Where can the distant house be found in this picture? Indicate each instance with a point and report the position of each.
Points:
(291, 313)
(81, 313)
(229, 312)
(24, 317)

· · · ·

* _Work to be completed_
Write out all of the data above again, line for line, with no changes.

* _Result below_
Where can the distant house be found in this picture? Indicate each instance with a point and report the position of each.
Points:
(291, 313)
(81, 313)
(229, 312)
(24, 317)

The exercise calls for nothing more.